Universität Bayreuth: Spinnenseide für Brustimplantate
Neuartige Beschichtung senkt das Risiko medizinischer Komplikationen
Ein Forscherteam um Prof.Scheibel von der Universität Bayreuth entdeckte die Vorteile der Beschichtung von Silikon-Brustimplantaten mit der Spinnenseide.
Implantate, deren Außenhülle aus Silikon besteht, dienen in vielen Fällen der plastischen Wiederherstellung einer Brust, die aufgrund einer Krebserkrankung amputiert wurde. Zudem sind sie unentbehrlich für Brustoperationen, die ohne vorherige Erkrankungen allein aus ästhetischen Gründen vorgenommen werden. Doch obwohl Silikon für derartige medizinische Anwendungen hervorragend geeignet ist, kommt es nicht selten zu schmerzhaften Folgewirkungen.

★ ★ ★

**Arbeitsauftrag**
Führe den Text über Spinnenseide als Beschichtung für Brustimplantate im Anschluss an seinen letzten Satz weiter. Die Datensätze stammen aus einer anderen Quelle.

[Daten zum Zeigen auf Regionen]
★ ★ ★

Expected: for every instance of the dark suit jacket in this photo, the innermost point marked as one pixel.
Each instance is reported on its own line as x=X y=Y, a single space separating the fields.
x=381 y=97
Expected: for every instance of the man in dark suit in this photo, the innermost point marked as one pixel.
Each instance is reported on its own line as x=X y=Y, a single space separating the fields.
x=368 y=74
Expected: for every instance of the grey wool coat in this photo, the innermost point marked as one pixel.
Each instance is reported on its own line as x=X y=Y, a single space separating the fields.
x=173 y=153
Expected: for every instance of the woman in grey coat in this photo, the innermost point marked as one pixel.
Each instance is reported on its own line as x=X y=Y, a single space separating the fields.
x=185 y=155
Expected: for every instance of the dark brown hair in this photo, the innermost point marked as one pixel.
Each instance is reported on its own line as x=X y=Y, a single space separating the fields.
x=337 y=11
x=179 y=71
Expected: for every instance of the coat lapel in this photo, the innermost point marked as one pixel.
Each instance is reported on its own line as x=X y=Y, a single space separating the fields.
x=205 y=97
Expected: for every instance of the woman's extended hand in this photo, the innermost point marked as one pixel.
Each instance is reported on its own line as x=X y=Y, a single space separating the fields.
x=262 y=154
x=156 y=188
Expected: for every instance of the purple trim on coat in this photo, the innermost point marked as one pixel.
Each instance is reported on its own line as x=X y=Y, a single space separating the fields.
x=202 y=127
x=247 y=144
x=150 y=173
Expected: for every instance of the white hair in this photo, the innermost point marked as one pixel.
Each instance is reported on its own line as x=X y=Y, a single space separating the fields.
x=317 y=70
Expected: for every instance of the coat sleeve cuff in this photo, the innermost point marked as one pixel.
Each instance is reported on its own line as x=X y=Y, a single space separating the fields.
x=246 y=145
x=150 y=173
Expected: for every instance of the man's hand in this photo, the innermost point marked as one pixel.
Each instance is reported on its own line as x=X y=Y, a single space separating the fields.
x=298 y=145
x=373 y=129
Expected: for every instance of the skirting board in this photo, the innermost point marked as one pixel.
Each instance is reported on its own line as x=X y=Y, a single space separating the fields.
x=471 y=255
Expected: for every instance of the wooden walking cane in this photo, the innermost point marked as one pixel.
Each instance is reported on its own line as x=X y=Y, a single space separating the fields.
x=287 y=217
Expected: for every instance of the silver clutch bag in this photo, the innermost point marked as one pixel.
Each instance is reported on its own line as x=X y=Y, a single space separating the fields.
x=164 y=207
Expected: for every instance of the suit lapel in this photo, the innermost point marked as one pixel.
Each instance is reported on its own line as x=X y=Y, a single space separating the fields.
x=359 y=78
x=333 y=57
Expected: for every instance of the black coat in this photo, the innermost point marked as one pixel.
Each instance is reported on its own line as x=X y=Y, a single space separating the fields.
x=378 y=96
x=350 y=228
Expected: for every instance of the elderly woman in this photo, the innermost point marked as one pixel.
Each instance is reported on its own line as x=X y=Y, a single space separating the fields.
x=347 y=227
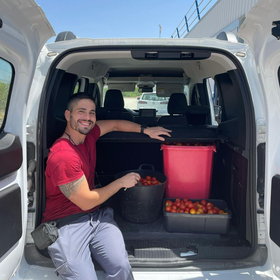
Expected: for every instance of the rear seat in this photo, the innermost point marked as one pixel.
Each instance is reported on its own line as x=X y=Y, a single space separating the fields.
x=114 y=107
x=176 y=108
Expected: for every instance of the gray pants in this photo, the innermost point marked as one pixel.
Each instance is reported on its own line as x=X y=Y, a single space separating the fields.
x=93 y=236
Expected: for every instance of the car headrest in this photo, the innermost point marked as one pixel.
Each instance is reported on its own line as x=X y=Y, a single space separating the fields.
x=177 y=104
x=114 y=99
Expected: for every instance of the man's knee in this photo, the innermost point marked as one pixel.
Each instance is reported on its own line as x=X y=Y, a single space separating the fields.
x=121 y=270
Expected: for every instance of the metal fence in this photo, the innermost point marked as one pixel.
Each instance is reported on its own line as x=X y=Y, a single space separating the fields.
x=197 y=10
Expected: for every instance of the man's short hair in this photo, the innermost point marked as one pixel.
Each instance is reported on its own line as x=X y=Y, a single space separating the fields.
x=75 y=98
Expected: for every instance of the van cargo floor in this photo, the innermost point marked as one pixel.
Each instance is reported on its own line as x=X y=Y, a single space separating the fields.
x=150 y=244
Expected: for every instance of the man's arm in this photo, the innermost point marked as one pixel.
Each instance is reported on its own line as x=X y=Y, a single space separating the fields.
x=80 y=194
x=155 y=132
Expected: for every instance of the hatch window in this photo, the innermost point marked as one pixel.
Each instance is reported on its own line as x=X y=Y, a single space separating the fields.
x=6 y=79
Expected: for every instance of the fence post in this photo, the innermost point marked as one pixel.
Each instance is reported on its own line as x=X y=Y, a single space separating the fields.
x=178 y=32
x=187 y=26
x=197 y=10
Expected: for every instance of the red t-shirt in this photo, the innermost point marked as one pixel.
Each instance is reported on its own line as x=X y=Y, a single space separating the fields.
x=66 y=163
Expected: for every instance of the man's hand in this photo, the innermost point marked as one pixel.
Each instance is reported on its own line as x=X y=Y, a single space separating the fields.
x=129 y=180
x=155 y=132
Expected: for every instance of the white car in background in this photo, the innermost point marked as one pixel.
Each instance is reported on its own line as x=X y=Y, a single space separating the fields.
x=150 y=100
x=35 y=81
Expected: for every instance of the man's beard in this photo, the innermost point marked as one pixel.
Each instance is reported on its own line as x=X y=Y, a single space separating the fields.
x=82 y=130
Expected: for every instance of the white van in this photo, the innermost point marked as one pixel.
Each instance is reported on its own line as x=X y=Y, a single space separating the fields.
x=35 y=82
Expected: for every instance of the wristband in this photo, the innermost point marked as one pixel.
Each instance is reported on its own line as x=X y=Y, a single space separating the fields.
x=142 y=128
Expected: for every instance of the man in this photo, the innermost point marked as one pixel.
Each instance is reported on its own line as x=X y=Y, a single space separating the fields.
x=85 y=231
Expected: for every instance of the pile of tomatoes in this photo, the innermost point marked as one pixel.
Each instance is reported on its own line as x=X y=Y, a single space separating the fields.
x=149 y=181
x=192 y=206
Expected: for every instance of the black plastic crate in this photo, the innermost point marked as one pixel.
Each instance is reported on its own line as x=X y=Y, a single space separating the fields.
x=199 y=223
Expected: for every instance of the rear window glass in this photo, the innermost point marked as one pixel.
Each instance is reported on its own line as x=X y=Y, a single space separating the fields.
x=6 y=77
x=153 y=97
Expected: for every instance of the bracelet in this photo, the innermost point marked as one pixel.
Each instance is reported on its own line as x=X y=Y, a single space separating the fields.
x=142 y=128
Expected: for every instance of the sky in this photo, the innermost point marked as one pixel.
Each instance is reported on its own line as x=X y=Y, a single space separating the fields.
x=116 y=18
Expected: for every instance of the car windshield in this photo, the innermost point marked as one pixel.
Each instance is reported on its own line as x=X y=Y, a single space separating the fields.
x=153 y=97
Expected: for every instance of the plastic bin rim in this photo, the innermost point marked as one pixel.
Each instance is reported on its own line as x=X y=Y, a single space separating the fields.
x=193 y=148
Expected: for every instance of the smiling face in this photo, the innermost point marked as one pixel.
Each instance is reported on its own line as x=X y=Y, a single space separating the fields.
x=81 y=116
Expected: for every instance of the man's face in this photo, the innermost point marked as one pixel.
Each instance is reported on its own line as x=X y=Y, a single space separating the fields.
x=82 y=116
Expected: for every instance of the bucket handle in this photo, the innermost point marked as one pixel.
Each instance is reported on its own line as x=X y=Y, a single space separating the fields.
x=146 y=166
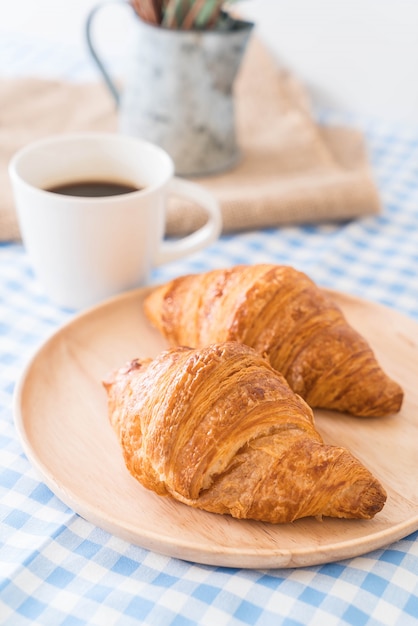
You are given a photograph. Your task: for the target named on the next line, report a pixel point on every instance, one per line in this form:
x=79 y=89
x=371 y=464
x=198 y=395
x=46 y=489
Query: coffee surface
x=93 y=188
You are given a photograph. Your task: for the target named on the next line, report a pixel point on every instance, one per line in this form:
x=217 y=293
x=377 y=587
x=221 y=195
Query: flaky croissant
x=219 y=429
x=282 y=314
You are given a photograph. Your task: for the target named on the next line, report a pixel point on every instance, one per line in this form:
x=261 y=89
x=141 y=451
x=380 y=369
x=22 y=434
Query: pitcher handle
x=89 y=39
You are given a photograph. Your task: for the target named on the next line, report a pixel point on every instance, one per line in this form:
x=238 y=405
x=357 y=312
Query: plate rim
x=275 y=557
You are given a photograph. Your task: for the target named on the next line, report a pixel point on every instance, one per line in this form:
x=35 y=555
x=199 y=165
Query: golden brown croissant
x=282 y=314
x=219 y=429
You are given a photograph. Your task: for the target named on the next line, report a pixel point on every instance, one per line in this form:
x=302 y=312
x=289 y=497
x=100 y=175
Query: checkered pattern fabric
x=56 y=568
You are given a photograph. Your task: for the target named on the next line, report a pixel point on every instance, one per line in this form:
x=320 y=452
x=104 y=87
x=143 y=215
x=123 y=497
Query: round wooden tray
x=61 y=418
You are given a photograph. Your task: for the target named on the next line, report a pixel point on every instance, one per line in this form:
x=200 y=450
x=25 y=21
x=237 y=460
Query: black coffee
x=93 y=188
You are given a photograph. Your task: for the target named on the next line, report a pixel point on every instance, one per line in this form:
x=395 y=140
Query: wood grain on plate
x=61 y=417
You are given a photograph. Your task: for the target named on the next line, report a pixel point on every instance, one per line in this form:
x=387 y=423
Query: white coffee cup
x=85 y=249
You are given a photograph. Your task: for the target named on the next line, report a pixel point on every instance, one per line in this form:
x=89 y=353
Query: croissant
x=219 y=429
x=282 y=314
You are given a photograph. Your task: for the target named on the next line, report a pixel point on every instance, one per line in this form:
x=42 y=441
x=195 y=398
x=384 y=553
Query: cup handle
x=204 y=236
x=96 y=58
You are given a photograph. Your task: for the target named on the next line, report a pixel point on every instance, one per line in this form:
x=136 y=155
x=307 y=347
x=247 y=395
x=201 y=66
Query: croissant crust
x=219 y=429
x=281 y=313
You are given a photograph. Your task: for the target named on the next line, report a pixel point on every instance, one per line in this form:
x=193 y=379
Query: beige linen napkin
x=291 y=170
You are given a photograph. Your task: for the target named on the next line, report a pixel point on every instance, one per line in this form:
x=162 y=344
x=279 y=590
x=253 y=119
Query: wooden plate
x=61 y=417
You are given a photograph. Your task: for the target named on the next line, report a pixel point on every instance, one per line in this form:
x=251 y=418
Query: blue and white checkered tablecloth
x=57 y=568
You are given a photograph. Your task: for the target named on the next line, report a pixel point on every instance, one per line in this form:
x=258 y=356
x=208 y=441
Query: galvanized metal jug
x=178 y=92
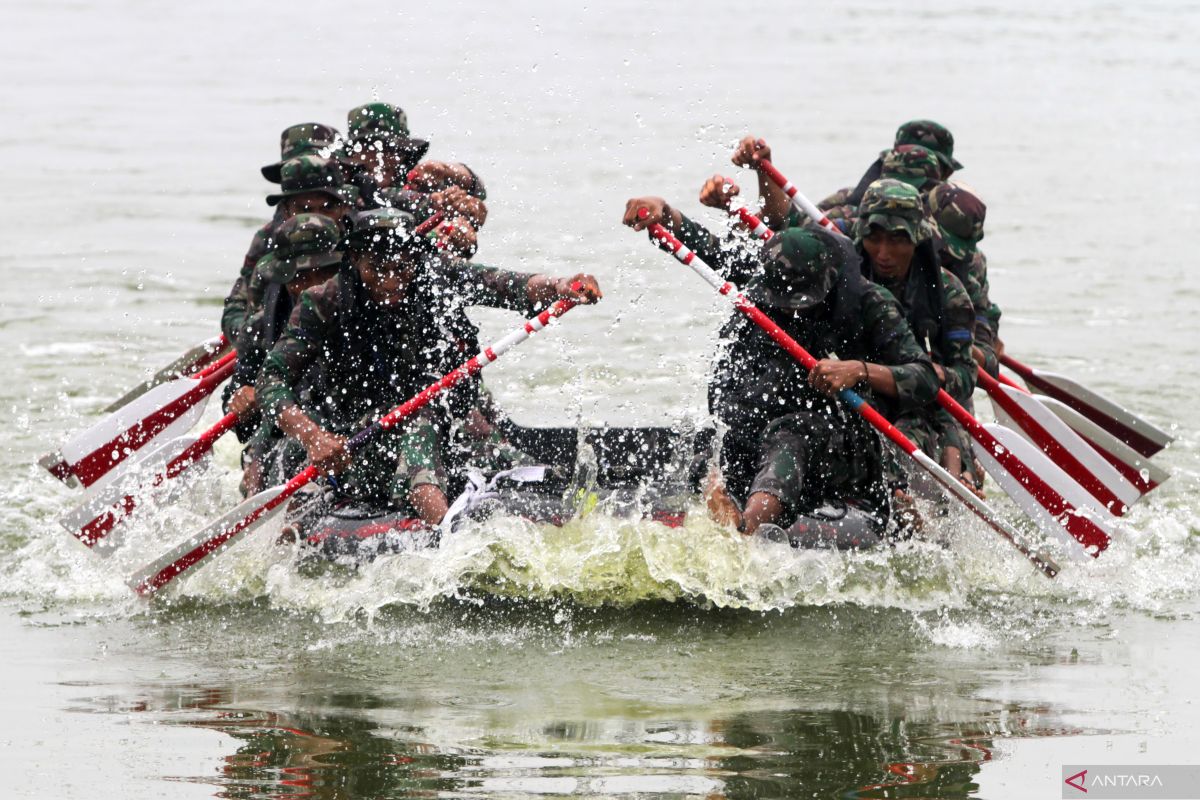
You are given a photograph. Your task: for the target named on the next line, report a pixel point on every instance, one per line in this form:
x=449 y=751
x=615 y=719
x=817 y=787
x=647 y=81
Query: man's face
x=891 y=252
x=387 y=272
x=316 y=203
x=310 y=278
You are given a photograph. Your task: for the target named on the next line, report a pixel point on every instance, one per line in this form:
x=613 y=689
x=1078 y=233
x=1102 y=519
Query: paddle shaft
x=203 y=549
x=669 y=242
x=802 y=203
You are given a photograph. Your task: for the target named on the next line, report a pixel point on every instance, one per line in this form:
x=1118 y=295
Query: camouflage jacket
x=756 y=382
x=372 y=358
x=973 y=275
x=241 y=301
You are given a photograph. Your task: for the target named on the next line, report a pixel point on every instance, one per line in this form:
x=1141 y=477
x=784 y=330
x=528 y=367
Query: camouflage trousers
x=805 y=459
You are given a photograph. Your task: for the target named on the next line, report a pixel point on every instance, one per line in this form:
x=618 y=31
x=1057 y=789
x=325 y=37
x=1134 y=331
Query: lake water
x=606 y=659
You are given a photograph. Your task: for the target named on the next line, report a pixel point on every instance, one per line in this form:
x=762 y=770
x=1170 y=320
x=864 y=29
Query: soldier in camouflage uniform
x=388 y=174
x=309 y=185
x=894 y=238
x=387 y=325
x=790 y=446
x=959 y=215
x=775 y=205
x=909 y=162
x=305 y=256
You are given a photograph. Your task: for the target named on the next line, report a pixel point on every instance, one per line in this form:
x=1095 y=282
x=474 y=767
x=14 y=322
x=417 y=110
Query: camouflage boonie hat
x=306 y=139
x=801 y=271
x=930 y=136
x=383 y=127
x=892 y=205
x=306 y=241
x=912 y=164
x=312 y=174
x=388 y=227
x=959 y=215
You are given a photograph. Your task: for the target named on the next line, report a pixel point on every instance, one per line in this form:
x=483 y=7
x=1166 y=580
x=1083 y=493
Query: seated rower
x=790 y=447
x=894 y=239
x=307 y=185
x=959 y=215
x=306 y=254
x=775 y=206
x=387 y=325
x=383 y=156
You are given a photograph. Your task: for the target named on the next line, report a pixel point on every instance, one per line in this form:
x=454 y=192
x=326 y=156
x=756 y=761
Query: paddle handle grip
x=802 y=203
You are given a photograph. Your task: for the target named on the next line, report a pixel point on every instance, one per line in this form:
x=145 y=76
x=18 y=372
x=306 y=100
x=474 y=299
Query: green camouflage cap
x=959 y=215
x=306 y=139
x=306 y=241
x=912 y=164
x=801 y=271
x=892 y=205
x=389 y=228
x=930 y=136
x=311 y=174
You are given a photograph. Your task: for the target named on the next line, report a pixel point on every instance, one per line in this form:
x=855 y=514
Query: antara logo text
x=1079 y=781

★ ★ ★

**Lösung der Aufgabe**
Einer Forschergruppe um Prof. Dr. Thomas Scheibel an der Universität Bayreuth ist es jetzt gelungen, die Brustimplantate mit einer dünnen Haut aus biotechnologisch hergestellten Spinnenseidenproteinen zu überziehen. Die Funktion und die chirurgische Handhabbarkeit des Implantats werden durch diese Beschichtung in keiner Weise beeinträchtigt. Zugleich toleriert das körpereigene Gewebe die Oberfläche des Implantats viel besser als eine nicht beschichtete Silikonoberfläche, so dass sich das Risiko medizinischer Komplikationen erheblich verringert. Dies haben die mittlerweile abgeschlossenen vorklinischen Tests gezeigt.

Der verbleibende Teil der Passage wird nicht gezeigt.